Extract
=-=-=

How did you guess that I have a stash of 26 ?
I actually tried Dave's autoformer before a Berman 6SN7 line stage and battery-run 7308 line stage of my own design. In both cases, the tubes added hiss and did not add the usual tube smoothness. What I heard was congestion and dynamic restriction, compared to the pure autoformer.
With the autoformers, the sound quality I get at home is at the same time smooth, liquid and very transparent; musical but also very fast and dynamic. Those are usually mutually exclusive qualities when you design around a resistive attenuator.
I guess that tube's predominant second harmonic distortion kinda offsets the leanness of most metal film attenuators.

With an R attenuator, usually I get muffled, undynamic sound below 9 o'clock on the dial, it sounds OK and balanced around twelve o'clock and too transparent/metallic close to the max volume.

=-=-=

Data segment

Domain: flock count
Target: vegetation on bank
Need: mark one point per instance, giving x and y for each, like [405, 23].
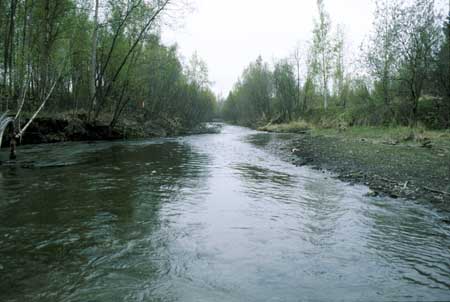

=-=-=

Your tasks
[a] Translate this sentence from the autoformer post into Spanish: "Those are usually mutually exclusive qualities when you design around a resistive attenuator."
[b] Reproduce word for word the part of the autoformer post starting with "How did you" and going on through "metal film attenuators.".
Work only from the autoformer post, not the data.

The solutions
[a] Esas suelen ser cualidades mutuamente excluyentes cuando se diseña en torno a un atenuador resistivo.

[b]
How did you guess that I have a stash of 26 ?
I actually tried Dave's autoformer before a Berman 6SN7 line stage and battery-run 7308 line stage of my own design. In both cases, the tubes added hiss and did not add the usual tube smoothness. What I heard was congestion and dynamic restriction, compared to the pure autoformer.
With the autoformers, the sound quality I get at home is at the same time smooth, liquid and very transparent; musical but also very fast and dynamic. Those are usually mutually exclusive qualities when you design around a resistive attenuator.
I guess that tube's predominant second harmonic distortion kinda offsets the leanness of most metal film attenuators.